#### Supplied passage
Head of Afghanistan's central bank, DAB, Abdul Qadir Idris, recently held a
meeting with Bharat Kumar, head of the Indian technical team in Kabul, to
discuss the economic situation, banking issues and collaboration, ET has learnt.

DAB's general manager Siddiqullah Khalid stressed the need for continuous
cooperation between Afghanistan and India in the banking sector and said that
technical cooperation would strengthen Afghanistan's banking system.



Afghanistan's banking system is reeling under crisis following embezzlement and
freeze of funds. DAB has been barred from the international banking system,
financial community and other countries' domestic banks after the Taliban's
takeover last year. This has barred DAB's access to nearly US$9 billion of
foreign exchange reserves.

Afghanistan's economy contracted by about 20% in 2021, according to the World
Bank's new Afghanistan Development Update, which stated the economy was
adjusting to a "new normal" following the Taliban takeover in August 2021.

The World Bank report released a few weeks ago pointed to a sharp decline in
public spending, lower household incomes, and reduced consumption causing a fall
in aggregate demand. It also highlighted that disruptions in the payment system
and supply constraints further hampered private sector activities, initially
forcing many businesses to close or scale down their operations.
########
#### Excerpted data
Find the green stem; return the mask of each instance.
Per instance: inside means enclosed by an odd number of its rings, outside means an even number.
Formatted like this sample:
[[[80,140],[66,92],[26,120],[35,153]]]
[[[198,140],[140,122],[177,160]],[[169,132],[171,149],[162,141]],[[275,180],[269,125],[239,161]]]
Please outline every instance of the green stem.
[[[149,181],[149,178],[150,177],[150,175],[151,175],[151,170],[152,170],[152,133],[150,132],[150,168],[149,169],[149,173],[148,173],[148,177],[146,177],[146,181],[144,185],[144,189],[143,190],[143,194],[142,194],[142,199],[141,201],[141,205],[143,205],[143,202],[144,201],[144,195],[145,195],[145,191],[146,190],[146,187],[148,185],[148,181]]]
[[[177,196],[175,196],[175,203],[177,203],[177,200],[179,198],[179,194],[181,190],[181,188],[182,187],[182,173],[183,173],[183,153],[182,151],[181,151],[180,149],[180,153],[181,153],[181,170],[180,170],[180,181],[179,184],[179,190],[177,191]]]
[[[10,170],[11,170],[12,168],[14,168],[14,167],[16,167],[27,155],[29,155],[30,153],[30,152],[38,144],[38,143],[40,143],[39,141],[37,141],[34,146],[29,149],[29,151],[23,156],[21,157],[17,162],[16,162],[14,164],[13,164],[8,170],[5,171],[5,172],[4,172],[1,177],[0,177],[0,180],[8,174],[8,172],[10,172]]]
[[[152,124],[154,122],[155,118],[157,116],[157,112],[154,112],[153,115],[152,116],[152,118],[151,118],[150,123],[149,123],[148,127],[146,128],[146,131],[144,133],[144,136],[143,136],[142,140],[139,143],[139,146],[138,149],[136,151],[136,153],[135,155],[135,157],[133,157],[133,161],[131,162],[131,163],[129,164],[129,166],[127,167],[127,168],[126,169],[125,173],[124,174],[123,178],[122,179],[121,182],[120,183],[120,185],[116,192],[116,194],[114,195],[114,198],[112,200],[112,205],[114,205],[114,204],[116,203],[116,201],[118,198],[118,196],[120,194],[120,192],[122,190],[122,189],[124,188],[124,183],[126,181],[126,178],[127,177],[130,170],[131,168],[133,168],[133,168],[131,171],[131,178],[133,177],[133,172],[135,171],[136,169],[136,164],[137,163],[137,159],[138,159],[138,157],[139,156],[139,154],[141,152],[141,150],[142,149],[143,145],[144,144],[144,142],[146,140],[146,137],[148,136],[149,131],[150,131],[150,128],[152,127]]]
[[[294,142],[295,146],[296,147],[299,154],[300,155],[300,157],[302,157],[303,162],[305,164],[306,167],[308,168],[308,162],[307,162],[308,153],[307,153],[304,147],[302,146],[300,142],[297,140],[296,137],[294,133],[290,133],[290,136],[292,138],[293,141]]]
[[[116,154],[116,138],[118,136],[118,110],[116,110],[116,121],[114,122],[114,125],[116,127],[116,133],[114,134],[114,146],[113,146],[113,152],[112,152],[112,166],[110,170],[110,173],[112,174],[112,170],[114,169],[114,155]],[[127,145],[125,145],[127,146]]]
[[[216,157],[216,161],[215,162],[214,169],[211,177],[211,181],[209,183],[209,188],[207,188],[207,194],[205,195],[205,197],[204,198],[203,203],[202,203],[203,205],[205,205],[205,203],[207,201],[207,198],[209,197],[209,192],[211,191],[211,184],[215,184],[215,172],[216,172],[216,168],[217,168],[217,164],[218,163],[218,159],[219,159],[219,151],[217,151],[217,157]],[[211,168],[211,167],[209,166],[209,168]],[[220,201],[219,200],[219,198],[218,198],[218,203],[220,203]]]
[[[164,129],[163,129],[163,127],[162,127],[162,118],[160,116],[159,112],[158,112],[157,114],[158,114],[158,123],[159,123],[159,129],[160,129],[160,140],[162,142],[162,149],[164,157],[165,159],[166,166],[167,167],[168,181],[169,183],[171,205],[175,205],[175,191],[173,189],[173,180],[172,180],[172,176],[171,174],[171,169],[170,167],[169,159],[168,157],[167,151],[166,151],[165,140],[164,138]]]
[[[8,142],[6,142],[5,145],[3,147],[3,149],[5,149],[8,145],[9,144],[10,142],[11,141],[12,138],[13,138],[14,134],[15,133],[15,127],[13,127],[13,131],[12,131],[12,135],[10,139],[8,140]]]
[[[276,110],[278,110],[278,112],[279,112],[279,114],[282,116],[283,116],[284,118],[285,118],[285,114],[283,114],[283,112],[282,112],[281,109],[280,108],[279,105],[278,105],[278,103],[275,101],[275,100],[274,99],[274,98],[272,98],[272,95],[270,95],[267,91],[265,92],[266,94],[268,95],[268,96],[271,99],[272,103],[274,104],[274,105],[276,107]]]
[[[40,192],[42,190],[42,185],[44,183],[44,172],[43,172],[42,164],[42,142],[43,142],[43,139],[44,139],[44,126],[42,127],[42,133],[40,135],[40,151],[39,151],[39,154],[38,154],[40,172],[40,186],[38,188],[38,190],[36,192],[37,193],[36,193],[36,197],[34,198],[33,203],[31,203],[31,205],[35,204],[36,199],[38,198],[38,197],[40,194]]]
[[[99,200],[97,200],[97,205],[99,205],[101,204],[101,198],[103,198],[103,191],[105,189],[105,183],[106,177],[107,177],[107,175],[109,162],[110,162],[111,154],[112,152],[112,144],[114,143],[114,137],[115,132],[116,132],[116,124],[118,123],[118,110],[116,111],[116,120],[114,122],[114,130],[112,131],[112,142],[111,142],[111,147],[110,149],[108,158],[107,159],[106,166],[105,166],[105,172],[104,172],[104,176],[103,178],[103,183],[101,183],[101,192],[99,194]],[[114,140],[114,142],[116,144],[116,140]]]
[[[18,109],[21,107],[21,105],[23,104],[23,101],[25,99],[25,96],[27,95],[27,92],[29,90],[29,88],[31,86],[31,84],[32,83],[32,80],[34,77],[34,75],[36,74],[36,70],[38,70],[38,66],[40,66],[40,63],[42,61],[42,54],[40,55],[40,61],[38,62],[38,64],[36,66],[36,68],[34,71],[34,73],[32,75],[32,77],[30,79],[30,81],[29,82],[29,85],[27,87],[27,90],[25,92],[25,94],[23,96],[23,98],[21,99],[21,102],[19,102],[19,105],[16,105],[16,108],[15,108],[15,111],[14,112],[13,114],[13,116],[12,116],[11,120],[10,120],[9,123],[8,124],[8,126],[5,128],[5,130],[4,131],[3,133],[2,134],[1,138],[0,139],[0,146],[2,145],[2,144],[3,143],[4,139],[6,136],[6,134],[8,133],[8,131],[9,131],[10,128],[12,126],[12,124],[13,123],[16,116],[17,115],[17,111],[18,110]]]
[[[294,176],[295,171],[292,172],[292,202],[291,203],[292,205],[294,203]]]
########
#### Excerpted data
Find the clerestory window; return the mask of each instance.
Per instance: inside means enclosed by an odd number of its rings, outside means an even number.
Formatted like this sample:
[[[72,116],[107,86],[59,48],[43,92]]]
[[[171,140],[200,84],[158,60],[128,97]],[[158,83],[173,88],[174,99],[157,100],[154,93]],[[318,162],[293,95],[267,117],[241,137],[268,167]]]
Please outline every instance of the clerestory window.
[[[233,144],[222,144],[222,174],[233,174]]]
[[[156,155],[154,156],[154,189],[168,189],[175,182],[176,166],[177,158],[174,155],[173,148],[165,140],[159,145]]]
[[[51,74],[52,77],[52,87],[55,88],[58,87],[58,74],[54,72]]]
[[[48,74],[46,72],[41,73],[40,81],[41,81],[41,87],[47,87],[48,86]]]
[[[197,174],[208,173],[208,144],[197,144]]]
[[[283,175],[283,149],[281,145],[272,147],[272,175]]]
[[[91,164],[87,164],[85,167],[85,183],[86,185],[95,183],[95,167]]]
########
Using the article on Afghanistan's central bank, decide whether each statement below agrees with it, answering yes or no and quoting the deciding words of the article. 1. Afghanistan's economy shrank by about 20% in 2021. 2. DAB kept access to its foreign exchange reserves after the Taliban takeover. 3. The World Bank report found that public spending rose sharply.

1. Yes: "Afghanistan's economy contracted by about 20% in 2021"
2. No: "This has barred DAB's access to nearly US$9 billion of foreign exchange reserves."
3. No: "pointed to a sharp decline in public spending"